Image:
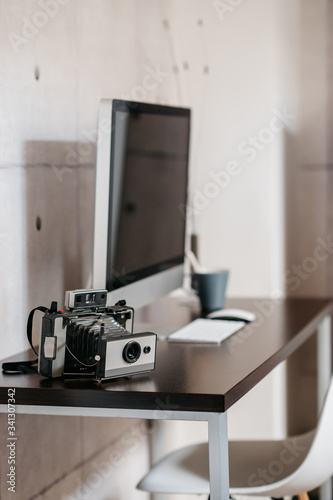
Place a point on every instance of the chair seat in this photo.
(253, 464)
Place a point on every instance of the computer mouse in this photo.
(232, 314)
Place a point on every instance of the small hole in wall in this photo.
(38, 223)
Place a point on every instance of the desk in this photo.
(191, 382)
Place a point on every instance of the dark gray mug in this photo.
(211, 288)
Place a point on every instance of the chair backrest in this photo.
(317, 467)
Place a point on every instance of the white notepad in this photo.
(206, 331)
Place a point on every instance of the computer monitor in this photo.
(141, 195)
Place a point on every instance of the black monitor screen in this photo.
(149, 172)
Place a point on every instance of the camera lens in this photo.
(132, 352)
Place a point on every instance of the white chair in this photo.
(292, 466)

--

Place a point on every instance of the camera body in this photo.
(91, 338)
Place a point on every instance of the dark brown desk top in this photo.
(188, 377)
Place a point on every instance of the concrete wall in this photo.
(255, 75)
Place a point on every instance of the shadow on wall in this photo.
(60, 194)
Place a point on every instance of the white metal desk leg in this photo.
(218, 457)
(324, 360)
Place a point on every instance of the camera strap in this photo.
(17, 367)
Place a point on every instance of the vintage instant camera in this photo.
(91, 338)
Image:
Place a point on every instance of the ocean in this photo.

> _Instruction_: Can you retype, character for character, the entries from the line with "Place a point on every instance of the camera strap" to the line with "Place a point on every instance of the ocean", both of those lines included?

> _Exercise output_:
Place a point on every instance of the camera strap in this photo.
(17, 367)
Place a point on every instance of the vintage instant camera in this photo.
(91, 338)
Image:
Place a point on every instance of the ocean in this photo.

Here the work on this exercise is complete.